-- START INPUT ROWS --
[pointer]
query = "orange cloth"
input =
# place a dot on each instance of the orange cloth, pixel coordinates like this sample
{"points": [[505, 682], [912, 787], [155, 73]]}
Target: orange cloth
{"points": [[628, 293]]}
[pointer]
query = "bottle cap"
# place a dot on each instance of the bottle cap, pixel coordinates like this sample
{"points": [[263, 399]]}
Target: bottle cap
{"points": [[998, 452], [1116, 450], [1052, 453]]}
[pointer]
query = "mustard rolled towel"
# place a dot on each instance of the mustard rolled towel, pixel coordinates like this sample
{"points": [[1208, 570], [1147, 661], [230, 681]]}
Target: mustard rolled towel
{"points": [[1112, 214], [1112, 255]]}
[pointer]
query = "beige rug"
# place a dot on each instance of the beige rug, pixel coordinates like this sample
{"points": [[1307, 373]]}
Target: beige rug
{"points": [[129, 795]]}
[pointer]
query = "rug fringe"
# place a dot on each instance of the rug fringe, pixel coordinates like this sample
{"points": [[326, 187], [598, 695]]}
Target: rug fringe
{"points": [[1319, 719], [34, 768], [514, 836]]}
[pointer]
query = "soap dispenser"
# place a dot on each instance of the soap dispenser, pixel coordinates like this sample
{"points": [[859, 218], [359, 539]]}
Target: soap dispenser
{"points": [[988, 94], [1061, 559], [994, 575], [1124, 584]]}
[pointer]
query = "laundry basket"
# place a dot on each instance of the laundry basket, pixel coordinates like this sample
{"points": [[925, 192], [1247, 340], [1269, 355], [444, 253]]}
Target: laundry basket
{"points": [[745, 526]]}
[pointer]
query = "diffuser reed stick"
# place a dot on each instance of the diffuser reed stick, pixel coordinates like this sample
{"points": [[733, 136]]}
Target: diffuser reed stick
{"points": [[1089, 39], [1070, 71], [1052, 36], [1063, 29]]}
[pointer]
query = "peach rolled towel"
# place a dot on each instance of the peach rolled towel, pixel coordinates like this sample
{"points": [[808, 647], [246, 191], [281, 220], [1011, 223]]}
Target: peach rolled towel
-- END INPUT ROWS --
[WORK REQUIRED]: Give an exact repetition of all the material.

[RESULT OF THIS EXERCISE]:
[pointer]
query = "orange cloth"
input =
# place a dot on each instance of the orange cloth, pixel coordinates like this sample
{"points": [[505, 682], [912, 787], [155, 73]]}
Target: orange cloth
{"points": [[628, 293]]}
[pointer]
query = "bottle cap"
# place a dot on each instance of the bottle cap, pixel coordinates like this sample
{"points": [[263, 399]]}
Target: bottle cap
{"points": [[998, 452], [1116, 450], [1052, 453]]}
[pointer]
query = "mustard rolled towel"
# place a dot on each instance of the mustard rolled towel, pixel coordinates like this sample
{"points": [[1208, 570], [1147, 661], [230, 681]]}
Target: mustard rolled towel
{"points": [[1112, 214], [1112, 255]]}
[pointer]
query = "beige rug"
# place a dot on each instance of the beige rug, pixel coordinates like this sample
{"points": [[1307, 373]]}
Target: beige rug
{"points": [[129, 795]]}
[pointer]
query = "rug fringe"
# place a dot on each instance of the rug fringe, pixel coordinates like this sample
{"points": [[326, 187], [598, 695]]}
Target: rug fringe
{"points": [[1319, 719], [34, 768], [514, 836]]}
[pointer]
query = "soap dispenser"
# place a dot on each instance of the soap dispenser, pixel coordinates like this sample
{"points": [[859, 218], [359, 539]]}
Target: soap dispenser
{"points": [[988, 94], [1061, 559], [994, 575], [1124, 584]]}
[pointer]
query = "laundry basket"
# place a dot on each instance of the laundry basket, pixel coordinates like this sample
{"points": [[925, 192], [1247, 340], [1269, 355], [444, 253]]}
Target: laundry basket
{"points": [[745, 526]]}
[pointer]
query = "diffuser reed stick"
# place a dot on each instance of the diffuser reed stick, pixel coordinates like this sample
{"points": [[733, 136]]}
Target: diffuser reed stick
{"points": [[1089, 39], [1070, 71], [1052, 36], [1063, 29]]}
[pointer]
query = "peach rolled towel"
# place a dot on each instance of the peach rolled towel, pixel coordinates like this sample
{"points": [[808, 647], [246, 191], [281, 220], [1011, 223]]}
Target: peach rolled towel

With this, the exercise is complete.